= Beginning of Section =

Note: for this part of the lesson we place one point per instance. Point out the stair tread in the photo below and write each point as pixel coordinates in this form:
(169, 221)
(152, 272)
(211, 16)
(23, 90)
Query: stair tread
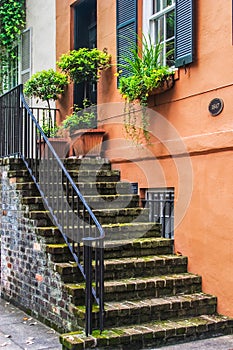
(114, 244)
(153, 333)
(119, 306)
(141, 280)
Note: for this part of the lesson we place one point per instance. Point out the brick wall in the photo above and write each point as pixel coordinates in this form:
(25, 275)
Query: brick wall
(28, 278)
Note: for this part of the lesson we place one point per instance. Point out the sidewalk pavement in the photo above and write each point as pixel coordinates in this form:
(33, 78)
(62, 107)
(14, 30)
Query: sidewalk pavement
(19, 331)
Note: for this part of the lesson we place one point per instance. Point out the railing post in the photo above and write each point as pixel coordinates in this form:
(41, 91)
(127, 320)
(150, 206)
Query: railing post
(88, 294)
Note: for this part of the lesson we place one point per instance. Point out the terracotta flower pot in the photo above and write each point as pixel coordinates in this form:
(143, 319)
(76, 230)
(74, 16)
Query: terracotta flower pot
(60, 145)
(87, 142)
(165, 85)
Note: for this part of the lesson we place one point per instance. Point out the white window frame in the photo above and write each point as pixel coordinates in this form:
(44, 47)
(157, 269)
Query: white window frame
(28, 69)
(149, 19)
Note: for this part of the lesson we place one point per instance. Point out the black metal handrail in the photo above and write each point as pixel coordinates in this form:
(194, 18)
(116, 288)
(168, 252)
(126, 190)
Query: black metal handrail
(22, 136)
(47, 118)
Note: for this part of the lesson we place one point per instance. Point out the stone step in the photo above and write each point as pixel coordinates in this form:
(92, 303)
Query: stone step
(124, 268)
(121, 216)
(59, 253)
(86, 163)
(21, 175)
(145, 310)
(110, 216)
(52, 235)
(96, 202)
(13, 163)
(27, 189)
(150, 335)
(133, 230)
(41, 218)
(133, 267)
(137, 288)
(69, 272)
(138, 247)
(104, 188)
(90, 175)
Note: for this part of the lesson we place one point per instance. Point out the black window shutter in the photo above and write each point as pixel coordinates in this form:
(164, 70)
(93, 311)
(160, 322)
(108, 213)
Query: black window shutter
(126, 28)
(184, 44)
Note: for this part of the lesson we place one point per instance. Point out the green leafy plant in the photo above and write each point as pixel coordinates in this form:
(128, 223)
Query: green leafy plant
(46, 85)
(143, 73)
(84, 65)
(50, 130)
(80, 118)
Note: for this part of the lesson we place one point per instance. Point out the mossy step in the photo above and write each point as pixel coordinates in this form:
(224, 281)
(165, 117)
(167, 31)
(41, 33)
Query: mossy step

= End of Section =

The answer must restate each entry word for word and contain no images.

Note: for this part of the lesson we place one point per instance. Point out the stair tread in the photo below and write each point as pixel coordinates in this form:
(169, 221)
(152, 272)
(211, 16)
(23, 90)
Query: stair tread
(114, 244)
(153, 333)
(119, 306)
(141, 280)
Note: for this part of the lesson we place one point per instance. Point out the brick wall in the photo above and write each point as pixel coordinates in this form:
(25, 275)
Query: brick wall
(28, 278)
Note: for this part of the lesson we place one point per instance. Point out the sidewalk pavement in the photo above and write each point as pixel coordinates in this form:
(33, 78)
(62, 107)
(14, 30)
Query: sidewalk pavement
(19, 331)
Note: for this part of the lesson we place one point per instance. Point out the railing post in the photo above and write each point as pixel coordinates in this form:
(41, 91)
(127, 320)
(150, 206)
Query: railing post
(88, 294)
Note: for this part of the lesson we place one point per instance. Point out the terracotta flower pot in the photo above and write each point as pixel coordinates in this form:
(143, 319)
(76, 230)
(74, 16)
Query: terracotta flower pot
(60, 145)
(87, 142)
(165, 85)
Note: for this part of the lesson we place one point per instance. Point out the white window frame in the photo above and write each point as pixel coordinates in this form:
(44, 47)
(157, 269)
Query: white window frame
(28, 69)
(149, 19)
Note: for this part of the lesson we place one point per instance. Point out the black metal handrail in the photo above and write each point as pixel coordinates in this form:
(194, 18)
(116, 288)
(168, 252)
(126, 190)
Query: black metal handrail
(22, 136)
(47, 118)
Note: for this part of the lesson we place one point per instance. Point out the stone step in the photo above and write each point as pixel coordinates in this form:
(92, 303)
Query: stone step
(124, 268)
(121, 216)
(59, 253)
(86, 163)
(21, 175)
(145, 310)
(110, 216)
(52, 235)
(96, 202)
(13, 163)
(27, 189)
(150, 335)
(133, 230)
(41, 218)
(133, 267)
(137, 288)
(69, 272)
(138, 247)
(104, 188)
(90, 175)
Note: for this part of the lesson we place one point per instance. Point out the black window shutter in the photo above and write each point as pixel coordinates in this form:
(164, 70)
(93, 311)
(160, 322)
(108, 213)
Query: black window shutter
(126, 28)
(184, 44)
Note: for this part of the lesson we place one point per instance. Point out the green leafy plant in the photo above and write each point as pixel coordinates in this form:
(128, 223)
Query: green leafy plant
(46, 85)
(143, 73)
(84, 65)
(50, 130)
(80, 118)
Note: for this part of the lesson we place one point per instance. Point out the mossy step in the photo above and write each point as pixel coordinates in this form:
(224, 281)
(165, 117)
(167, 31)
(41, 33)
Query: mossy step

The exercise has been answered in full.